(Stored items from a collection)
==*==

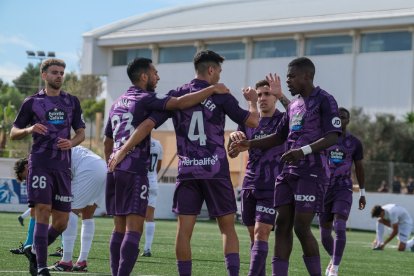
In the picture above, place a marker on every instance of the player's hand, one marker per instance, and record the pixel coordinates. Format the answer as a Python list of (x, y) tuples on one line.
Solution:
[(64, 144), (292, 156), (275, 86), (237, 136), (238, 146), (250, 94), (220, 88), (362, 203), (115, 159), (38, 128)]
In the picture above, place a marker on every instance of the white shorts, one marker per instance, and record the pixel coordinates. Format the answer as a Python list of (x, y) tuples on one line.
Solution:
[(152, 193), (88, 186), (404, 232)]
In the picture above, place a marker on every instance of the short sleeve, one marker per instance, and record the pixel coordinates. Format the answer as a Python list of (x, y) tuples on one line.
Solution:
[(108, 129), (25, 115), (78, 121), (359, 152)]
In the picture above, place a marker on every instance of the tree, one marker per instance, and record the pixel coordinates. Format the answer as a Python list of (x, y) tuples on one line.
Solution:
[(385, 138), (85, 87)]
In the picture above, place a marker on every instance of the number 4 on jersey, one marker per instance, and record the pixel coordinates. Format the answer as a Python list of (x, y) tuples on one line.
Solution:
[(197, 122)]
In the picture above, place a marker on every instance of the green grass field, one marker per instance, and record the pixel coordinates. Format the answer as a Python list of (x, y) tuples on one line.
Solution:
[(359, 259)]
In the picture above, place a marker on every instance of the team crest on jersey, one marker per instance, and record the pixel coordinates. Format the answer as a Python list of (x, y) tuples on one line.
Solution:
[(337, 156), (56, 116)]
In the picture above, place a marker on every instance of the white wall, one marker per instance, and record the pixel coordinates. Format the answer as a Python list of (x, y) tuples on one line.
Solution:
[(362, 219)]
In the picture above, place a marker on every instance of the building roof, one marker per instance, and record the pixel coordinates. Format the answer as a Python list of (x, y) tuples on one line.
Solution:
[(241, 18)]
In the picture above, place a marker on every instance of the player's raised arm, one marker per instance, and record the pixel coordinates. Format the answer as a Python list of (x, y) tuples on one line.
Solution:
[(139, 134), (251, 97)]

==*==

■ What you need to do:
Retrieve each line from the records above where the word "jersey" occurs.

■ Your solution:
In the picture above, place a marker on every instance of the number 4 on jersey, one marker per instance, and record the pixel coordinates. Format the answer as a Python list of (x, y) tuples on one line.
In the picture above, place a marker on every instance of the team crest on jersey, one marker per instance, and record the pixel coordinates. Format the answer as a Python list of (x, y) tuples on one line.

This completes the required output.